Source excerpt:
# Heavy sofa in a smaller space?



## SteelBootz (Mar 24, 2016)

Attached are floor layouts. OF what I think will work. the dining table is 48x35. So should be able to seat 4 maybe 6 at a stretch. and can be pushed up against 1 wall, when not in use. 

what you folks think? I don't really want to move the dining area, because it has a ceiling spot for the light fixture, which i plan to put a wrot iron chandelier (candle not electric), and the ceiling is false, so this is one of the only structural points in the ceiling i know of.


----------



## Two Knots (Nov 12, 2011)

I think you have a very well planned out space.
I love leather sofas. I like the first and second one,
with three cushions.

Just make sure you purchase real leather, and not bonded leather.
Bonded leather is a thin cut of leather glued on fabric and doesn't 
hold up as well as solid leather. 

Another thing is in the furniture stores they have big spotlights on
the furniture, thus they appear lighter in color. At home they will look
a lot darker in your room. 

I just purchased a leather sofa recliner and purchased the lighter color,
as I knew it would be darker in the room, even though the sofa sits in
side of a 10 foot box window... It still appears darker in my well natural
light room. However, it looks rich and beautiful. Glad that I went lighter.
Good luck with the new digs. :smile:


----------



## beee (Dec 23, 2015)

Well clearly I need help coming up with ideas. Wall colours? It depends on the style of your room. Personally speaking, I like the second one.


----------



## MariaD73 (Apr 2, 2016)

I like the first one. It'll be the center of the common area, so I kinda like the idea of it being a centerpiece. I would also consider a round rug in the center of the den area to soften up some of the right angles in the floorplan. A round shag rug in a beige could take it from formal to maybe luxurious. Especially with that piano behind it - is that a piano? I think that would be a pretty satisfying plop spot at the end of the day


----------



## Nik333 (Mar 1, 2015)

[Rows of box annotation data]
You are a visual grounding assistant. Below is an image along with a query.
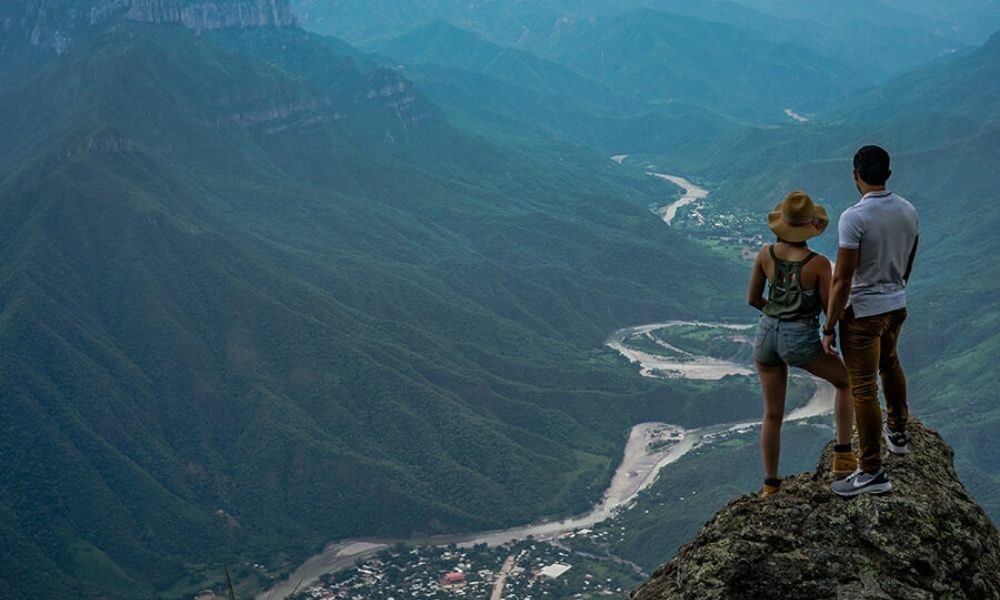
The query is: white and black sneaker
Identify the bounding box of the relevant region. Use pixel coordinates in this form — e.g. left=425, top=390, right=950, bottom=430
left=830, top=468, right=892, bottom=496
left=882, top=424, right=906, bottom=454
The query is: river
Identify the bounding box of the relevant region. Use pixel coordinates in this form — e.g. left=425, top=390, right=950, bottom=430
left=257, top=321, right=833, bottom=600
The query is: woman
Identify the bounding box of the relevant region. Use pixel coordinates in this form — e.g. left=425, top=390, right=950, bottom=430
left=748, top=191, right=857, bottom=496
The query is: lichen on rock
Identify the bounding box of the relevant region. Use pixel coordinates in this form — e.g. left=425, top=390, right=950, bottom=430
left=632, top=420, right=1000, bottom=600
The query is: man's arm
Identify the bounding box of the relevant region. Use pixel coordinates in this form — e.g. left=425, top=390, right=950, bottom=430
left=903, top=235, right=920, bottom=285
left=823, top=248, right=859, bottom=356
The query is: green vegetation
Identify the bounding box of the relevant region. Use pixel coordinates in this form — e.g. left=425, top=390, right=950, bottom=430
left=0, top=0, right=1000, bottom=599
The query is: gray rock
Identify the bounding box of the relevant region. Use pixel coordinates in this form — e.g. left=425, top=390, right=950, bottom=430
left=632, top=421, right=1000, bottom=600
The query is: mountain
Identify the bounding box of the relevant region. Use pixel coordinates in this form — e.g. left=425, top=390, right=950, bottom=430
left=295, top=0, right=964, bottom=86
left=520, top=9, right=865, bottom=120
left=0, top=1, right=754, bottom=598
left=350, top=21, right=737, bottom=156
left=648, top=28, right=1000, bottom=518
left=632, top=421, right=1000, bottom=600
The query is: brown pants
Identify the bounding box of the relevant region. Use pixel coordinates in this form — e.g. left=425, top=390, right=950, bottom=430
left=840, top=308, right=910, bottom=472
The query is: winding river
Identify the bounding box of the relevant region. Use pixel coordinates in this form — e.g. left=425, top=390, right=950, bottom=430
left=257, top=321, right=833, bottom=600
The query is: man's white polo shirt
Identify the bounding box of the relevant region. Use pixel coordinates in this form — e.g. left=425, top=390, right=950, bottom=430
left=838, top=191, right=920, bottom=318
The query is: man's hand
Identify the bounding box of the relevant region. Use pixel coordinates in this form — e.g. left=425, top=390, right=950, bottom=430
left=823, top=333, right=837, bottom=356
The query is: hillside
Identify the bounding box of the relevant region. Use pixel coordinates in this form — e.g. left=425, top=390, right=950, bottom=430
left=632, top=421, right=1000, bottom=600
left=0, top=2, right=750, bottom=598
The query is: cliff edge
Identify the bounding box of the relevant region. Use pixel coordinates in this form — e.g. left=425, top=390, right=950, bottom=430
left=632, top=421, right=1000, bottom=600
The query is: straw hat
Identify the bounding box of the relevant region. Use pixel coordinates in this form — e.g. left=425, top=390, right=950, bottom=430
left=767, top=191, right=830, bottom=242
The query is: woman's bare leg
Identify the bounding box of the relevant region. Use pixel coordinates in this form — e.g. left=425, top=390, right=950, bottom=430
left=757, top=362, right=788, bottom=479
left=802, top=354, right=854, bottom=444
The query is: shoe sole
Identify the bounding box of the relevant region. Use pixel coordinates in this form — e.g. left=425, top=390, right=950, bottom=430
left=833, top=481, right=892, bottom=498
left=882, top=432, right=909, bottom=454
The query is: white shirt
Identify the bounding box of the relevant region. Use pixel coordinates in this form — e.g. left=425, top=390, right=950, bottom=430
left=837, top=191, right=920, bottom=318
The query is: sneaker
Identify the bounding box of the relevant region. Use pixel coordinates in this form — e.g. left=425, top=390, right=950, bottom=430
left=830, top=468, right=892, bottom=496
left=830, top=452, right=858, bottom=479
left=882, top=424, right=906, bottom=454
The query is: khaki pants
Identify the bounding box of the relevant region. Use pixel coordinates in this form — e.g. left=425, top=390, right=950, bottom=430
left=840, top=308, right=910, bottom=472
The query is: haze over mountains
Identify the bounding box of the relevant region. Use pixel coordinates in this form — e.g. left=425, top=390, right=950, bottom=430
left=0, top=0, right=1000, bottom=598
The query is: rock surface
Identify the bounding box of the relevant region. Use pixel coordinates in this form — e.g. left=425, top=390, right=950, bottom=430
left=632, top=421, right=1000, bottom=600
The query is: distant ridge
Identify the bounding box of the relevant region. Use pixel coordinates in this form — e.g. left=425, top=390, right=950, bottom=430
left=632, top=421, right=1000, bottom=600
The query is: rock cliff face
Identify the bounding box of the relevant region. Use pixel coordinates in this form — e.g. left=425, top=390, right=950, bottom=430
left=8, top=0, right=296, bottom=54
left=632, top=422, right=1000, bottom=600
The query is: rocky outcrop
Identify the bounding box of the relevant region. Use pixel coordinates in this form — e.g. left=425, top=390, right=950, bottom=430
left=632, top=422, right=1000, bottom=600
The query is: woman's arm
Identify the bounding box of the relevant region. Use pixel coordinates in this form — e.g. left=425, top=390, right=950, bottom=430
left=747, top=246, right=767, bottom=310
left=813, top=255, right=833, bottom=313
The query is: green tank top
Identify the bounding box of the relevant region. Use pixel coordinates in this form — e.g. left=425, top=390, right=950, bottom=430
left=764, top=245, right=822, bottom=321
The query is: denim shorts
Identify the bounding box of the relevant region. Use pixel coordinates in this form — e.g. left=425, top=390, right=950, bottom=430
left=753, top=315, right=823, bottom=367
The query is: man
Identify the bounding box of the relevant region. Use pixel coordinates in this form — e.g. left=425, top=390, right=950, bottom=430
left=823, top=146, right=918, bottom=496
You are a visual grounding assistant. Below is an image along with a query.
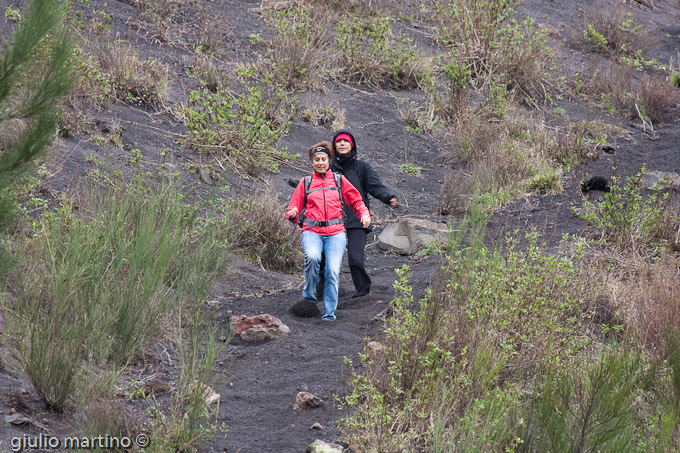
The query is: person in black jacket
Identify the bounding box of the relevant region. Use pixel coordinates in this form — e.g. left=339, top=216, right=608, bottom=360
left=324, top=129, right=399, bottom=298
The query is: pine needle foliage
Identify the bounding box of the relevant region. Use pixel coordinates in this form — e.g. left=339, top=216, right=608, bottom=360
left=0, top=0, right=73, bottom=275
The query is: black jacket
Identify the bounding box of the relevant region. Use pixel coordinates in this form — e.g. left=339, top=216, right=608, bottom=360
left=331, top=129, right=394, bottom=230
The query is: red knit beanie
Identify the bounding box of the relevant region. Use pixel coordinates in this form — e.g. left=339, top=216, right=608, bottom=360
left=333, top=132, right=354, bottom=146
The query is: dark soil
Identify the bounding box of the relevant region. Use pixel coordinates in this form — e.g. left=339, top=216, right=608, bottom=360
left=0, top=0, right=680, bottom=453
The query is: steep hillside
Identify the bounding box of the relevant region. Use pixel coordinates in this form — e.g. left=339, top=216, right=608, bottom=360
left=0, top=0, right=680, bottom=453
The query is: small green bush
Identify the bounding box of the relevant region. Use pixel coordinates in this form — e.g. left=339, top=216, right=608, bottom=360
left=181, top=69, right=297, bottom=176
left=577, top=168, right=680, bottom=249
left=264, top=4, right=335, bottom=88
left=2, top=175, right=224, bottom=411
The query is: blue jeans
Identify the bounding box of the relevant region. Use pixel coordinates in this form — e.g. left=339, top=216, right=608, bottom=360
left=302, top=231, right=347, bottom=321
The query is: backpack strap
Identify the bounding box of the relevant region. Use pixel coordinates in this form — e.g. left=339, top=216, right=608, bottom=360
left=298, top=172, right=345, bottom=228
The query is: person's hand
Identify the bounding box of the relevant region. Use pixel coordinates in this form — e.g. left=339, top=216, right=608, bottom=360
left=361, top=214, right=371, bottom=228
left=288, top=208, right=297, bottom=220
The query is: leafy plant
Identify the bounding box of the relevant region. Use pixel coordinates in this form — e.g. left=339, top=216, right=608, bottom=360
left=578, top=168, right=680, bottom=248
left=432, top=0, right=553, bottom=104
left=399, top=162, right=423, bottom=176
left=181, top=69, right=296, bottom=176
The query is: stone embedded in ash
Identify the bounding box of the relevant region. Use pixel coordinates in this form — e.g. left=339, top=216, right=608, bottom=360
left=307, top=439, right=345, bottom=453
left=229, top=314, right=290, bottom=342
left=293, top=392, right=324, bottom=411
left=364, top=341, right=387, bottom=363
left=378, top=219, right=449, bottom=255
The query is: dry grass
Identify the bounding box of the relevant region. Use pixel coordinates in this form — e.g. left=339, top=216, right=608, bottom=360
left=97, top=42, right=170, bottom=105
left=639, top=74, right=680, bottom=124
left=191, top=53, right=228, bottom=93
left=260, top=1, right=338, bottom=88
left=609, top=252, right=680, bottom=357
left=581, top=60, right=680, bottom=124
left=224, top=191, right=304, bottom=272
left=571, top=1, right=657, bottom=58
left=439, top=108, right=604, bottom=214
left=301, top=101, right=346, bottom=131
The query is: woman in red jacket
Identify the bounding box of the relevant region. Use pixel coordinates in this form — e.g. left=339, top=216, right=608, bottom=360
left=286, top=141, right=371, bottom=321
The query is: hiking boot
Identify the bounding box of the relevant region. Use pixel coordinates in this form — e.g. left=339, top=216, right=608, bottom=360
left=316, top=277, right=324, bottom=300
left=288, top=299, right=321, bottom=318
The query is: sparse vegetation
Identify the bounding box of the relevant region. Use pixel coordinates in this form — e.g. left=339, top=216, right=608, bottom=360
left=574, top=2, right=655, bottom=59
left=579, top=168, right=680, bottom=249
left=342, top=213, right=680, bottom=451
left=0, top=0, right=680, bottom=446
left=336, top=15, right=429, bottom=89
left=182, top=69, right=296, bottom=176
left=263, top=2, right=335, bottom=88
left=432, top=0, right=554, bottom=104
left=3, top=175, right=223, bottom=411
left=301, top=102, right=345, bottom=131
left=220, top=188, right=304, bottom=272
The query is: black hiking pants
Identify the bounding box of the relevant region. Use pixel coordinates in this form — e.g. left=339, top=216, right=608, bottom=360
left=316, top=228, right=371, bottom=299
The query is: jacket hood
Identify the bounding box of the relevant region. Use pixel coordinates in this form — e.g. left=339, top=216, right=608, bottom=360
left=333, top=129, right=357, bottom=166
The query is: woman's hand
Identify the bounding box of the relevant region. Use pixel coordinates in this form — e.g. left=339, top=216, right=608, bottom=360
left=288, top=208, right=297, bottom=221
left=361, top=215, right=371, bottom=228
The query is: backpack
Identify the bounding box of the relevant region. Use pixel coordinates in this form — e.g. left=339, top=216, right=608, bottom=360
left=298, top=172, right=345, bottom=228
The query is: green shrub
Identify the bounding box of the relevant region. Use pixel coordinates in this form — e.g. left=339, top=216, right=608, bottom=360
left=432, top=0, right=554, bottom=104
left=335, top=14, right=429, bottom=89
left=523, top=349, right=654, bottom=451
left=182, top=70, right=296, bottom=176
left=577, top=168, right=679, bottom=248
left=574, top=2, right=656, bottom=63
left=3, top=175, right=223, bottom=411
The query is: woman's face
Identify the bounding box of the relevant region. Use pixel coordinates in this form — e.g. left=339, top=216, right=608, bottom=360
left=335, top=138, right=352, bottom=155
left=312, top=153, right=330, bottom=173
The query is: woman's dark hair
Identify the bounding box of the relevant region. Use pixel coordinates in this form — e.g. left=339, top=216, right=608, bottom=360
left=309, top=140, right=335, bottom=160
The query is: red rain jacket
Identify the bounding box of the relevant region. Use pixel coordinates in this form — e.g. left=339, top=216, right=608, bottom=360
left=286, top=170, right=369, bottom=236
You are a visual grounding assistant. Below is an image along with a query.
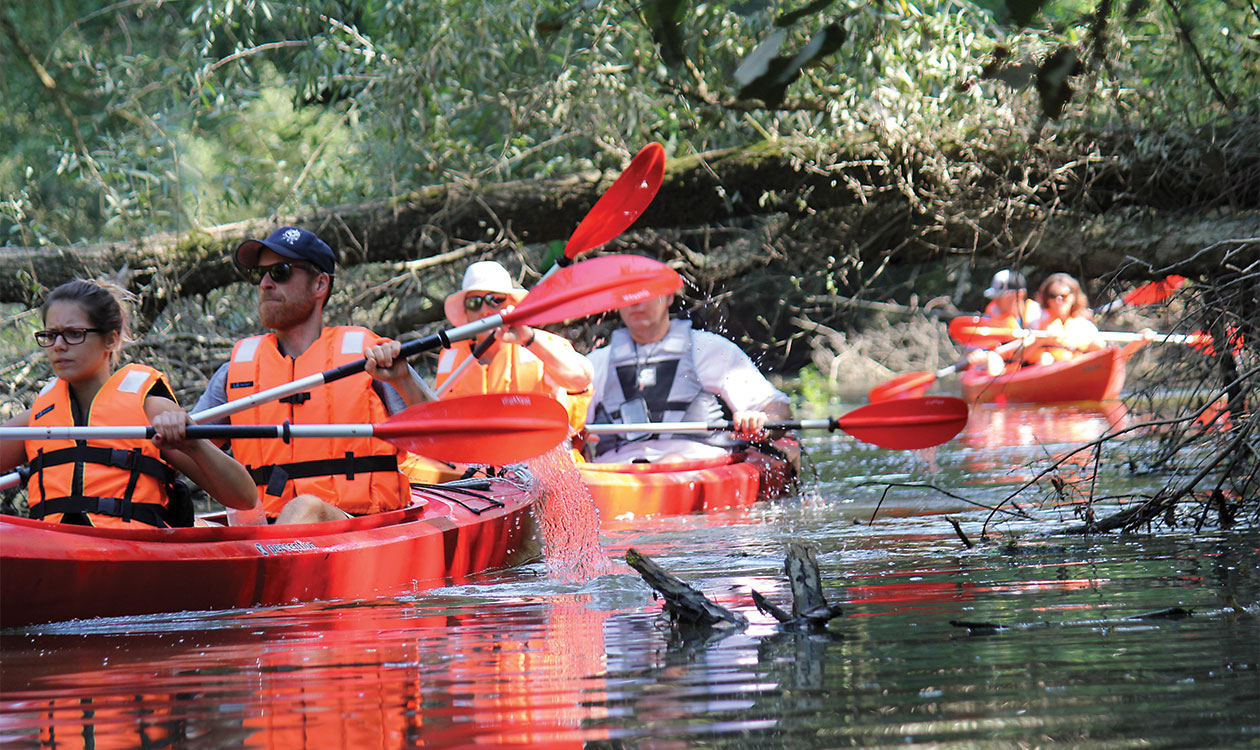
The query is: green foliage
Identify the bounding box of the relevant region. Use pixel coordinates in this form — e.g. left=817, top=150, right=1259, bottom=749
left=0, top=0, right=1260, bottom=245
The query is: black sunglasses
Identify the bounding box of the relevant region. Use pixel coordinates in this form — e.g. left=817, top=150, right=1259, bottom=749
left=244, top=262, right=320, bottom=286
left=464, top=294, right=508, bottom=313
left=35, top=328, right=105, bottom=349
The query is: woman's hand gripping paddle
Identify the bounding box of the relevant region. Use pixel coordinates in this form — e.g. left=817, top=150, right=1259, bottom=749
left=0, top=393, right=568, bottom=465
left=586, top=396, right=968, bottom=450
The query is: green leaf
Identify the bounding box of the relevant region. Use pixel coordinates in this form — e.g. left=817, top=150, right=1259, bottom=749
left=775, top=0, right=835, bottom=28
left=1007, top=0, right=1046, bottom=26
left=644, top=0, right=687, bottom=68
left=737, top=24, right=847, bottom=107
left=1037, top=45, right=1082, bottom=120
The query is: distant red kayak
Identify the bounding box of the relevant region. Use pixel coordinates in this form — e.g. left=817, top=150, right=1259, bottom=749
left=578, top=451, right=795, bottom=521
left=961, top=342, right=1145, bottom=403
left=0, top=479, right=537, bottom=628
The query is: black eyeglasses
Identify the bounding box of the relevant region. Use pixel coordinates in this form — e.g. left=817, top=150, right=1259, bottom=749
left=35, top=328, right=105, bottom=349
left=464, top=294, right=508, bottom=313
left=244, top=262, right=319, bottom=286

What is being asked: Rewrite the stretch of the sofa thread from "Attached are floor" through "planned out space.", putting "pendant lamp" in place of "chandelier". This material is separate from the sofa thread.

Final result:
Attached are floor layouts. OF what I think will work. the dining table is 48x35. So should be able to seat 4 maybe 6 at a stretch. and can be pushed up against 1 wall, when not in use. 

what you folks think? I don't really want to move the dining area, because it has a ceiling spot for the light fixture, which i plan to put a wrot iron pendant lamp (candle not electric), and the ceiling is false, so this is one of the only structural points in the ceiling i know of.


----------



## Two Knots (Nov 12, 2011)

I think you have a very well planned out space.